**Material supplied:**
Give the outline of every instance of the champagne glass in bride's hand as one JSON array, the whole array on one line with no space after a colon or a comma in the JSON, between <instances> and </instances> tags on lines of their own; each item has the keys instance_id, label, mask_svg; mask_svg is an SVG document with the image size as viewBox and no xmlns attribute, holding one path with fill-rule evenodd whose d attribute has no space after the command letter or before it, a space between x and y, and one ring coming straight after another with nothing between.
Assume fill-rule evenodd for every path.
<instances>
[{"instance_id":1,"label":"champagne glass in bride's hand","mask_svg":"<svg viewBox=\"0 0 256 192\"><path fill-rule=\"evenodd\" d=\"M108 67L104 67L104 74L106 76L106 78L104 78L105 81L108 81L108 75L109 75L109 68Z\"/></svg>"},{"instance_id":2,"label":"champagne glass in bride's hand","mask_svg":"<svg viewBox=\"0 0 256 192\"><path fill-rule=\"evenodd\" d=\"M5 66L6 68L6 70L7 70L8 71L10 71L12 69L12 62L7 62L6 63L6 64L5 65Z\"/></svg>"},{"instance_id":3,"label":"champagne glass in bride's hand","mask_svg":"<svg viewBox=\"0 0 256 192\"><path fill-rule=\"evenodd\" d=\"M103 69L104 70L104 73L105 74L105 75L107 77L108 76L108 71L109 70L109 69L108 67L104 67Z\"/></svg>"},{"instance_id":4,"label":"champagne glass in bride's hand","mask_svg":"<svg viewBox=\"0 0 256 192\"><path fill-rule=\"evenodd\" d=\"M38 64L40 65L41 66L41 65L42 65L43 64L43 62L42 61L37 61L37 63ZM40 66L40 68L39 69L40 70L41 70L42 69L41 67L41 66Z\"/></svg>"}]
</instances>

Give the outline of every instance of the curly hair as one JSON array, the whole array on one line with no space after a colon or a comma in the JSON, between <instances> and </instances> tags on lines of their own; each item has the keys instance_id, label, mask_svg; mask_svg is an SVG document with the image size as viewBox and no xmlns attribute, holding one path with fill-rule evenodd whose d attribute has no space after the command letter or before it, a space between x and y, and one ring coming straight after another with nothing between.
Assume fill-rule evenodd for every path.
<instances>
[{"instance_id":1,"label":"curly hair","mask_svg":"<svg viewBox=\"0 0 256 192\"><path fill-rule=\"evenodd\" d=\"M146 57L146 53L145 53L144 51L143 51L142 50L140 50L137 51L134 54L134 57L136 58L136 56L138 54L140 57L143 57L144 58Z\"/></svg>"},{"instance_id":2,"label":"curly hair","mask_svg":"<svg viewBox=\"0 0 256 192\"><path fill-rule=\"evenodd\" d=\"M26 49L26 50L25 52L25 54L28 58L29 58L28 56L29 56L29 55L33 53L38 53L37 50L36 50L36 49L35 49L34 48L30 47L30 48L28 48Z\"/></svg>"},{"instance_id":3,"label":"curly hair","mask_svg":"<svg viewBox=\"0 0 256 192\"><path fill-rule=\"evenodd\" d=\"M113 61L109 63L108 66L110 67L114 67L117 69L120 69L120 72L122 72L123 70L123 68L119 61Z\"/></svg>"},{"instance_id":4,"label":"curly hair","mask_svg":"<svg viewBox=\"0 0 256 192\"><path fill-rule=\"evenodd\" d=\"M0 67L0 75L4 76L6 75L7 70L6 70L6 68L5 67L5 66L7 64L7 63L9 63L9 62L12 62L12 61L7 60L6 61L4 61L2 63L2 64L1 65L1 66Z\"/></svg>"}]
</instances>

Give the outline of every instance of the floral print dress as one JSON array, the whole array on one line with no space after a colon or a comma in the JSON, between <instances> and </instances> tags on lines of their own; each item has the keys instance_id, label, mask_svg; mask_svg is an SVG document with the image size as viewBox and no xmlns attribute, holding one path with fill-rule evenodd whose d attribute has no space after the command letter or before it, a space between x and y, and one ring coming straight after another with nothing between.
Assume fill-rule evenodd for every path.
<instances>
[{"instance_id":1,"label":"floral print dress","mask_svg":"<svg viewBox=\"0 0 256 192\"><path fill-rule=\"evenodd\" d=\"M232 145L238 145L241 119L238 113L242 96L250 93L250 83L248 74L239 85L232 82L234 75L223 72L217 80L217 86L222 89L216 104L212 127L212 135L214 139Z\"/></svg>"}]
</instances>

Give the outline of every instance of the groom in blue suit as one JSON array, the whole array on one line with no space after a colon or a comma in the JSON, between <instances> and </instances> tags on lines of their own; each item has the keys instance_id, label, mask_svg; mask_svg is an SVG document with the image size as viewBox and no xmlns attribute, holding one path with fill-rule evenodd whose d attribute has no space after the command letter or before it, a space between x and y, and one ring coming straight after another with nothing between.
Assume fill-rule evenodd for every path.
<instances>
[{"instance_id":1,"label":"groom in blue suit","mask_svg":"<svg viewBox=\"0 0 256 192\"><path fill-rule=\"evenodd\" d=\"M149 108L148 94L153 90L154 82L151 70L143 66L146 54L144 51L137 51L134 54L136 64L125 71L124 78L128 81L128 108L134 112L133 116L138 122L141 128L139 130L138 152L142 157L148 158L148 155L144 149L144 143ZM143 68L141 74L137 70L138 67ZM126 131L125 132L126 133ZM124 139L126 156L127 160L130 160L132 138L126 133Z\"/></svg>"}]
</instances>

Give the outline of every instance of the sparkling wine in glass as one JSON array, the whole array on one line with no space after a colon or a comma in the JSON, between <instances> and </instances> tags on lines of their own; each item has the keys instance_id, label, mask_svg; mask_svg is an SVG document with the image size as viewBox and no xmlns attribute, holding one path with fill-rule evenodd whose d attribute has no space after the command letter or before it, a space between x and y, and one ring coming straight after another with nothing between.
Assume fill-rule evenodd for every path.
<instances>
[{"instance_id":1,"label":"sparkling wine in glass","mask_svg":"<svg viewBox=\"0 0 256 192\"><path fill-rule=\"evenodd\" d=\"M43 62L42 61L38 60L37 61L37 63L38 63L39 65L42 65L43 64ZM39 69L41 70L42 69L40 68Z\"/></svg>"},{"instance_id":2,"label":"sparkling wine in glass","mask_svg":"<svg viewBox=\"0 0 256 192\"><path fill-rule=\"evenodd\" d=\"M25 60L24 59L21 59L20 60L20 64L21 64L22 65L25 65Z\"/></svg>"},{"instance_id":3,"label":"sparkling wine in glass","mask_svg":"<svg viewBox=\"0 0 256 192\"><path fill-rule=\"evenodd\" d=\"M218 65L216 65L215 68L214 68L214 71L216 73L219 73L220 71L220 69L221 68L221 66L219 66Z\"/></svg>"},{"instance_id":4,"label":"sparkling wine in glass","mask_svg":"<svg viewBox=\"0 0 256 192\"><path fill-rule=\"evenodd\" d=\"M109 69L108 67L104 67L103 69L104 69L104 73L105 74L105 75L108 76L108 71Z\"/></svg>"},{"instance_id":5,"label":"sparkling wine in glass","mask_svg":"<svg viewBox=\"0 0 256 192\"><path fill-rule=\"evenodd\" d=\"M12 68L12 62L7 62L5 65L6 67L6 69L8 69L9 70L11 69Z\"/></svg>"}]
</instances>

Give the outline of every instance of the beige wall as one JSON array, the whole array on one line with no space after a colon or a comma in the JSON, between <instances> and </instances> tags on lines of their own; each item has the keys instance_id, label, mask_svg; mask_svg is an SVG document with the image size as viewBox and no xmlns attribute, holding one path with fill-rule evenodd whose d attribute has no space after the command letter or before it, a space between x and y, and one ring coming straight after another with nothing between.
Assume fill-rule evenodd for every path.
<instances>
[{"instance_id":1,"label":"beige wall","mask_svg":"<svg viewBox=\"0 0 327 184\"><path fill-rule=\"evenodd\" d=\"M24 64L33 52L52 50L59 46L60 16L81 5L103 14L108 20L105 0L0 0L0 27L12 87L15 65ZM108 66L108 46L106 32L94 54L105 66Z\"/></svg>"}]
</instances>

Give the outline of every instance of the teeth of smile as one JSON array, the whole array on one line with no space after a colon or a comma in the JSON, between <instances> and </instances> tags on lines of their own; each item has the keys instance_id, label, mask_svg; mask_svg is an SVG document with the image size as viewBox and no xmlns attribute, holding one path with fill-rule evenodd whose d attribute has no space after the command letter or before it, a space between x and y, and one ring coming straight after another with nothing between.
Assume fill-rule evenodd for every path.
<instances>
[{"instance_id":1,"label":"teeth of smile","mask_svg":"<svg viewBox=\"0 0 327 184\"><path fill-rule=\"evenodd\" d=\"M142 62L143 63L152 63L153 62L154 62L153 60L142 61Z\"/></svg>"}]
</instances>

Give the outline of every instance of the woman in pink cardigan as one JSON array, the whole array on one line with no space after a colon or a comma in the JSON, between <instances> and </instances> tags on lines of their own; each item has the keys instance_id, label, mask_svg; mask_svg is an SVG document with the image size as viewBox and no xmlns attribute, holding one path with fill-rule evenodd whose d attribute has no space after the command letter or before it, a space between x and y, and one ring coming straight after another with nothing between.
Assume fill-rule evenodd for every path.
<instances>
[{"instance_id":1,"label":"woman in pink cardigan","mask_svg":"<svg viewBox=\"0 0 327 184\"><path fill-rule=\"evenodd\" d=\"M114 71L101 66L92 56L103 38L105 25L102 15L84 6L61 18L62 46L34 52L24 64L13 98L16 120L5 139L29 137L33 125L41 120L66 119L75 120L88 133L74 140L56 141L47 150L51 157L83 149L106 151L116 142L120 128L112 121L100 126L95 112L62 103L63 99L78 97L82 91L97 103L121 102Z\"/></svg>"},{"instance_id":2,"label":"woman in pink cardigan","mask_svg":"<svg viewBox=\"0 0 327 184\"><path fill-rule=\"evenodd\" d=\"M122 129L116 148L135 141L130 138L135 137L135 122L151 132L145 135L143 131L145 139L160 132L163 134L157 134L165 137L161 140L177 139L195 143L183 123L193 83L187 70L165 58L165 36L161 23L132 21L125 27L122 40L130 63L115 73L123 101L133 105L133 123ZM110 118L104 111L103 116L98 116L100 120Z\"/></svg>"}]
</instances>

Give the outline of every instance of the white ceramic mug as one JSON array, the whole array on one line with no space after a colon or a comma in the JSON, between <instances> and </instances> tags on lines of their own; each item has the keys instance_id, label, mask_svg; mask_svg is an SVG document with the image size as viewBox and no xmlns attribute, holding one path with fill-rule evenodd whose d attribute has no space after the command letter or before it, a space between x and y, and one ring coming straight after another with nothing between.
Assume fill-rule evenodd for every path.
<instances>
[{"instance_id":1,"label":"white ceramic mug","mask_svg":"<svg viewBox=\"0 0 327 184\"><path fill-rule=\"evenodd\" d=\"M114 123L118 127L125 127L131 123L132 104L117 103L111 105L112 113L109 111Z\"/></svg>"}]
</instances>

---

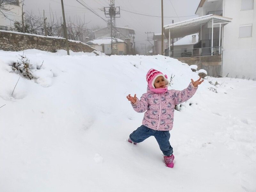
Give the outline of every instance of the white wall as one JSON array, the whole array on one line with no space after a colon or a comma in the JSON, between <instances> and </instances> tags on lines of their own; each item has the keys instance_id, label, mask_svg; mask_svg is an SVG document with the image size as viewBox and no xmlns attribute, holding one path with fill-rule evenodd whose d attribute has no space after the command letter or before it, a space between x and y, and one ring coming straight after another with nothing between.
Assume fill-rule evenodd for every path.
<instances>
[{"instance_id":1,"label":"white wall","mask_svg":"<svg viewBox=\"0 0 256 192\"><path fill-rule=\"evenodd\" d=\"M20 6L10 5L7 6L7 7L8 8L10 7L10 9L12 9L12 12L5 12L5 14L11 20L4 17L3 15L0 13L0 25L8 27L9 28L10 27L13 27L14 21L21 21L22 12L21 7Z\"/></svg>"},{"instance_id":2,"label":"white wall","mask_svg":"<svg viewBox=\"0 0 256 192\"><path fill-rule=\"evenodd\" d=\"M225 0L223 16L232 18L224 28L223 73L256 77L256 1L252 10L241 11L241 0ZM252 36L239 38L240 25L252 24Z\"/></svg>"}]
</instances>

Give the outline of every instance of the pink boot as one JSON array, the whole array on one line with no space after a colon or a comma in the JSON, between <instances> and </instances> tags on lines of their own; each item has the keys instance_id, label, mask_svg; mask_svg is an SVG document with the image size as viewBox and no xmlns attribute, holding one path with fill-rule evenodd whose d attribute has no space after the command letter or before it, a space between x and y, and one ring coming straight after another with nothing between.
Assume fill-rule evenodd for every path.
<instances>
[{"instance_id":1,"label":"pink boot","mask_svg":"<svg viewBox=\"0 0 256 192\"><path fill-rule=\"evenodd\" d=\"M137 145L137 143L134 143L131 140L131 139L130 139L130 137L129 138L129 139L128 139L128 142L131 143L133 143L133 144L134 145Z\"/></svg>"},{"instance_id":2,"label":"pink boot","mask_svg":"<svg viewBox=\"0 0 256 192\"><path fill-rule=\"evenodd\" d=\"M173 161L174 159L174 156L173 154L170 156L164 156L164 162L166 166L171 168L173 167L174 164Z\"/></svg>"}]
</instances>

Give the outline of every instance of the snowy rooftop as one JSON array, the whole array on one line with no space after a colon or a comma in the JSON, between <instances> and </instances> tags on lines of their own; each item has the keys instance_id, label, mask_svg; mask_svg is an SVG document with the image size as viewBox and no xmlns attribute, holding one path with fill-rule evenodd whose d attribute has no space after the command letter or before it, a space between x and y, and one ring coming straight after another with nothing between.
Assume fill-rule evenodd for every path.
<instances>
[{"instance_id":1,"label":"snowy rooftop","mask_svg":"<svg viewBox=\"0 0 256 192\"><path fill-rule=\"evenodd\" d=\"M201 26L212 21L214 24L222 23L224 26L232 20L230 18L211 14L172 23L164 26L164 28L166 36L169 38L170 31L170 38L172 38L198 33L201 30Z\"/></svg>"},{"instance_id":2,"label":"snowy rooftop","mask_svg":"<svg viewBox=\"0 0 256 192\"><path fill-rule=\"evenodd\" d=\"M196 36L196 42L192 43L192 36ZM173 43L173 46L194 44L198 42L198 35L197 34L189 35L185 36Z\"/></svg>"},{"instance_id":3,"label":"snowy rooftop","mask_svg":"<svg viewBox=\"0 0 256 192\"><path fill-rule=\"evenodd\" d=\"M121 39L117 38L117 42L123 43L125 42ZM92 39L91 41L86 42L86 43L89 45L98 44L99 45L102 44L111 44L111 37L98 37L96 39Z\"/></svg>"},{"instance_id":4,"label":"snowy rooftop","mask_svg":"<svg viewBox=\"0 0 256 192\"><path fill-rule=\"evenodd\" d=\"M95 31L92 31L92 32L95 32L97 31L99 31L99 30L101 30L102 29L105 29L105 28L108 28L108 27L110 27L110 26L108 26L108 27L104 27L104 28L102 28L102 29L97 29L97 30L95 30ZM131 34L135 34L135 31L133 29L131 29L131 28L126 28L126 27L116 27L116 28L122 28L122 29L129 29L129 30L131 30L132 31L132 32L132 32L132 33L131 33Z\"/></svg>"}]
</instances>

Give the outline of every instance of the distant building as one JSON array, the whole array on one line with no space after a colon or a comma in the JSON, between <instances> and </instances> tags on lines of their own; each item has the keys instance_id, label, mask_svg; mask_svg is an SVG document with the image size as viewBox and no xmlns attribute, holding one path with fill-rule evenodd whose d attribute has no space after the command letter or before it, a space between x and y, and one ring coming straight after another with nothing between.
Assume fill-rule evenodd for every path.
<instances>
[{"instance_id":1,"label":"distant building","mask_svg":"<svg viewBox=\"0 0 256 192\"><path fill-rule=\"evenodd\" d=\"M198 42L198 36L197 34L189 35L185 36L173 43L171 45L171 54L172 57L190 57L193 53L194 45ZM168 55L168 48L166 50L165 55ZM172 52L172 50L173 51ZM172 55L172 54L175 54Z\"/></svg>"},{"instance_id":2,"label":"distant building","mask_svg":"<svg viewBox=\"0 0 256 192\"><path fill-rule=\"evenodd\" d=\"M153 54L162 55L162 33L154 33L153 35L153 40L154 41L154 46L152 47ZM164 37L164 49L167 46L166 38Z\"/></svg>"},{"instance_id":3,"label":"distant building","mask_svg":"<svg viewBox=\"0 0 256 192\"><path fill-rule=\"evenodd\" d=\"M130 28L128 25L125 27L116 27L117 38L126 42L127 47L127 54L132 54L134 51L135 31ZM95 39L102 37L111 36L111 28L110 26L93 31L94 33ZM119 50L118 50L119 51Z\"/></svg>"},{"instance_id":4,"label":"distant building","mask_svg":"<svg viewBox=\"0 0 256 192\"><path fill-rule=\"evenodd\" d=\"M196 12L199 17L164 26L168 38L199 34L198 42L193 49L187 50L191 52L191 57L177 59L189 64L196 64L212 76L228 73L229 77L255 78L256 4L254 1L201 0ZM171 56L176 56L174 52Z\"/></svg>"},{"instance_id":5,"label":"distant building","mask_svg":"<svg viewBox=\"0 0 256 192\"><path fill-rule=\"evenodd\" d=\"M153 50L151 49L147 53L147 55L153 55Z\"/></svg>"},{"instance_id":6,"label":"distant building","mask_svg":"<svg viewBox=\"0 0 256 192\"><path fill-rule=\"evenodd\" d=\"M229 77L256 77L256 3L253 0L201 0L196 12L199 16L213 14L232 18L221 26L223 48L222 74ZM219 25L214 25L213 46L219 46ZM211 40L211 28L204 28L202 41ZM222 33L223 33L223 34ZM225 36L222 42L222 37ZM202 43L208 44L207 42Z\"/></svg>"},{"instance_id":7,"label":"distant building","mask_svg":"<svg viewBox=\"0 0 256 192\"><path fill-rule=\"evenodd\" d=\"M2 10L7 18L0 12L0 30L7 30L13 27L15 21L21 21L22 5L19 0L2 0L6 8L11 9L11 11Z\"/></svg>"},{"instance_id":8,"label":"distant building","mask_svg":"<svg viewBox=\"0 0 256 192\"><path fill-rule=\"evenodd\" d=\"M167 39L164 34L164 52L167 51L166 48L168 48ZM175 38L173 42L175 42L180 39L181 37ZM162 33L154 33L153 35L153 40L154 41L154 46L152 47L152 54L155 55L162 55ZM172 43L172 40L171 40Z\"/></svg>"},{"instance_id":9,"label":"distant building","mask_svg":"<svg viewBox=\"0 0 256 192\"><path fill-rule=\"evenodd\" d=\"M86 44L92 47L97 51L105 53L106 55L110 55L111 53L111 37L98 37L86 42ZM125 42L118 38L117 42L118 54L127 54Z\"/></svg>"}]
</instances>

* * *

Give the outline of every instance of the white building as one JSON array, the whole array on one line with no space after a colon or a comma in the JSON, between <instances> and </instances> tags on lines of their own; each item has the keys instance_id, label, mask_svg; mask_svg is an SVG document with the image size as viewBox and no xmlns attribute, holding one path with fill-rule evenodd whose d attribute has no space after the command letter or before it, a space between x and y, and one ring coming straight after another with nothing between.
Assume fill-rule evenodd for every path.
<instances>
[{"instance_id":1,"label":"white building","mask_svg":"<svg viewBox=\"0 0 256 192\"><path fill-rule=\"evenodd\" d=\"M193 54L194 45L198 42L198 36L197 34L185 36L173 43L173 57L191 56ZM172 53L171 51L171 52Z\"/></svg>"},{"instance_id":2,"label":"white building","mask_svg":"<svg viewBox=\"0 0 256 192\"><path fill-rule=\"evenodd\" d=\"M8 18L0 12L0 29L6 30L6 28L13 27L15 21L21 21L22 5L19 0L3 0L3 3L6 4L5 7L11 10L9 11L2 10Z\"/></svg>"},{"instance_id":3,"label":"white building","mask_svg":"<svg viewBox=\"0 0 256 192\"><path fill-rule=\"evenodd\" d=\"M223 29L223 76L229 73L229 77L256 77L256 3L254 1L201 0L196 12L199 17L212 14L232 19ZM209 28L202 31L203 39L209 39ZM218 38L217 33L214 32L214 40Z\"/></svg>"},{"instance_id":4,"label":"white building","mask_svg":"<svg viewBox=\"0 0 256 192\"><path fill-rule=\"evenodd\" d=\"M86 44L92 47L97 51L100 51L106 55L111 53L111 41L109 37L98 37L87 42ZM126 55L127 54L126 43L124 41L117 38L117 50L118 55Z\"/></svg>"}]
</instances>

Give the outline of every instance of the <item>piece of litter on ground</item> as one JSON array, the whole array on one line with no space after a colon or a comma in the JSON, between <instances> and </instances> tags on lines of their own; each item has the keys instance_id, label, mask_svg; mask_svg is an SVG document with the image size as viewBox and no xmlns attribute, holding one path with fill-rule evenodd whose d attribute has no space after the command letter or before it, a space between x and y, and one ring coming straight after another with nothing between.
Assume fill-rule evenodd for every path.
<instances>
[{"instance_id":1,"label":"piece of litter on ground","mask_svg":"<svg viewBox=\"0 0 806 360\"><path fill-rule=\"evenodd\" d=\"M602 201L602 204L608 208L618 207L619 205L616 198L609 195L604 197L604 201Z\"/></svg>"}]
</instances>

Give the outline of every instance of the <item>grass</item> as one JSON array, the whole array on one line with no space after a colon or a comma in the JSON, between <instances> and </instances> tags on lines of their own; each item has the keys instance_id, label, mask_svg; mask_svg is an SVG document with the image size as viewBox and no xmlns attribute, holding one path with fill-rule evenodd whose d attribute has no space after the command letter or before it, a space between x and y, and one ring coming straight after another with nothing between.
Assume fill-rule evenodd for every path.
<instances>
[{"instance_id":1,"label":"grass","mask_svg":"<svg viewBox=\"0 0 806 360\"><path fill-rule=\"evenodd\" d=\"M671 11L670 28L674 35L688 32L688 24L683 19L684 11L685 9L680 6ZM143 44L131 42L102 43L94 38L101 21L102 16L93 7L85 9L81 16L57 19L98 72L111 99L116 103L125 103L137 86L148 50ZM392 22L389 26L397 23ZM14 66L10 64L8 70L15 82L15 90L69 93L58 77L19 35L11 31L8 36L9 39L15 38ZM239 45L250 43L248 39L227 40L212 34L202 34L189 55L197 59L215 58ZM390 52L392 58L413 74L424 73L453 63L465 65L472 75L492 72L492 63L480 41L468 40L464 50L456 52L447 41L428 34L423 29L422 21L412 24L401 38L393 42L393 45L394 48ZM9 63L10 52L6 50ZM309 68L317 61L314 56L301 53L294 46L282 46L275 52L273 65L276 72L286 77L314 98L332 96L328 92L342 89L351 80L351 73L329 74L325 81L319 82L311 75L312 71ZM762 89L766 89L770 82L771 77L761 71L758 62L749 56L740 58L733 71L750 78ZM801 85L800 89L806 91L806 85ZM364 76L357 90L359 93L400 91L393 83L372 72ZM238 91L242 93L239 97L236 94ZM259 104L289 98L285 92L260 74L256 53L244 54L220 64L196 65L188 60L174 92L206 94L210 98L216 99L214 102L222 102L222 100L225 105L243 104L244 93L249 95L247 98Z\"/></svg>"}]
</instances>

**Challenge:** Find every line in the listing above that contains the string "blue", matching case exactly, and copy each of those lines.

**Right answer:**
Give the outline of every instance of the groom in blue suit as one JSON array, the whole array on one line with no space after a colon or a comma in the JSON, between <instances> and </instances> tags on lines of their own; each item has the keys instance_id, label, mask_svg; mask_svg is an SVG document with the image size as viewBox and no xmlns attribute, holding one path with fill-rule evenodd whose d attribute has no space after the command letter or before it, a space between x and y, and one ring coming straight after another with nothing between.
[{"instance_id":1,"label":"groom in blue suit","mask_svg":"<svg viewBox=\"0 0 256 192\"><path fill-rule=\"evenodd\" d=\"M149 108L148 94L153 90L154 82L151 70L143 66L146 54L144 51L137 51L134 54L136 64L125 71L124 78L128 81L128 108L134 112L133 116L138 122L141 128L139 130L138 152L142 157L148 158L148 155L144 149L144 143ZM143 68L141 74L137 70L138 67ZM126 131L125 132L126 133ZM124 139L126 156L127 160L130 160L132 138L126 133Z\"/></svg>"}]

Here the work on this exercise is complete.